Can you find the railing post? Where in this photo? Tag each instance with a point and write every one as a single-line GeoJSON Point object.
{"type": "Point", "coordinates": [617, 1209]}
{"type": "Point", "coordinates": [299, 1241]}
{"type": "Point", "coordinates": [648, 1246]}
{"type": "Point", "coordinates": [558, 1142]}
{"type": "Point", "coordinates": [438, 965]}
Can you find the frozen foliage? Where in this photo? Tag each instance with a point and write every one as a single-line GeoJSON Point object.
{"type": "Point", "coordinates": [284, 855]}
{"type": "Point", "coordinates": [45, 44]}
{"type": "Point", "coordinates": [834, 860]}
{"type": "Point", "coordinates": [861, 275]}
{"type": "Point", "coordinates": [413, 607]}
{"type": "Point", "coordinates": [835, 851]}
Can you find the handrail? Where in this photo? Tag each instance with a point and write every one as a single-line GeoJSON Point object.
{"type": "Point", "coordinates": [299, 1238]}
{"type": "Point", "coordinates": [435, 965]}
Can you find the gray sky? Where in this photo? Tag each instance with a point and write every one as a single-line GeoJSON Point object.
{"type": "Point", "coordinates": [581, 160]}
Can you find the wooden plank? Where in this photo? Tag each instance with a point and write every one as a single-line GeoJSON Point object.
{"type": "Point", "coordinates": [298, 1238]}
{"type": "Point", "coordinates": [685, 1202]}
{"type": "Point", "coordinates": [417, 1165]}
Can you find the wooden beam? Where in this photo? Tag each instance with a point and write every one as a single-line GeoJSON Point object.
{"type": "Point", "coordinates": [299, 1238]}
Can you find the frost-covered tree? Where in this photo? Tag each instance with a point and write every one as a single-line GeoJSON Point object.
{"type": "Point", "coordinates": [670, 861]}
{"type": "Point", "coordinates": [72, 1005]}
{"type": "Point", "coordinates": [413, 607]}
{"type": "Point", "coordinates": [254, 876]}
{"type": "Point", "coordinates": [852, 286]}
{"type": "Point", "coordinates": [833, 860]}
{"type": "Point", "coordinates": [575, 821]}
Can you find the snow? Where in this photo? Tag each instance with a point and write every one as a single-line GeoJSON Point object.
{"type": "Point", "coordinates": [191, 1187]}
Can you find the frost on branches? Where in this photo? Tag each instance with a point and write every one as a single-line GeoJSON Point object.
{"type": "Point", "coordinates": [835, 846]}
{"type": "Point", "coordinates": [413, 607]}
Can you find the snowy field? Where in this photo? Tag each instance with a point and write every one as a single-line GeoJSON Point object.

···

◆ PROBLEM REQUIREMENTS: Now write the data shown above out again, word for word.

◆ SOLUTION FOR THIS TASK:
Can you find the railing post? Where in this photo? Tag each instance with a point and write every one as a single-line GeoJSON Point object.
{"type": "Point", "coordinates": [617, 1209]}
{"type": "Point", "coordinates": [299, 1241]}
{"type": "Point", "coordinates": [648, 1246]}
{"type": "Point", "coordinates": [558, 1142]}
{"type": "Point", "coordinates": [438, 965]}
Can you find the frozen foliage? Where in this photo? Tag each instance with a point and write every one as a single-line GeoJSON Point object.
{"type": "Point", "coordinates": [284, 855]}
{"type": "Point", "coordinates": [45, 44]}
{"type": "Point", "coordinates": [834, 860]}
{"type": "Point", "coordinates": [861, 275]}
{"type": "Point", "coordinates": [413, 607]}
{"type": "Point", "coordinates": [835, 851]}
Can you find the handrail? Where in this photo? Tag each instance with a point and write every one as a single-line GeoJSON Point object.
{"type": "Point", "coordinates": [299, 1238]}
{"type": "Point", "coordinates": [435, 965]}
Can you find the gray sky? Where in this photo? Tag each instance with a point and write every one as a single-line GeoJSON Point object.
{"type": "Point", "coordinates": [581, 160]}
Can you find the wooden plank? Where in this photo? Tag each instance with a point and write every one as a single-line GeoJSON Point object.
{"type": "Point", "coordinates": [298, 1238]}
{"type": "Point", "coordinates": [685, 1202]}
{"type": "Point", "coordinates": [417, 1165]}
Can you find the wooden beam? Where in this photo? Tag each instance with a point and write every one as a single-line GeoJSON Point object.
{"type": "Point", "coordinates": [299, 1238]}
Can you find the frost-covered tree? Where in this photo? Tag each instance with a point and write every one as a single-line GeoJSON Point object.
{"type": "Point", "coordinates": [670, 861]}
{"type": "Point", "coordinates": [72, 1005]}
{"type": "Point", "coordinates": [413, 607]}
{"type": "Point", "coordinates": [254, 876]}
{"type": "Point", "coordinates": [852, 286]}
{"type": "Point", "coordinates": [833, 860]}
{"type": "Point", "coordinates": [575, 821]}
Can you find the snow? Where in this photo? Tag each instance with a point and write every one as a single-line GeoJSON Point object.
{"type": "Point", "coordinates": [191, 1187]}
Can you find the frost on branches? Where in this photo? Tag each instance with a point and write every one as a single-line GeoJSON Point object.
{"type": "Point", "coordinates": [835, 846]}
{"type": "Point", "coordinates": [413, 607]}
Can you find the snowy field? Where in this photo? Tag each instance with a point and write every one as a single-line GeoJSON Point object.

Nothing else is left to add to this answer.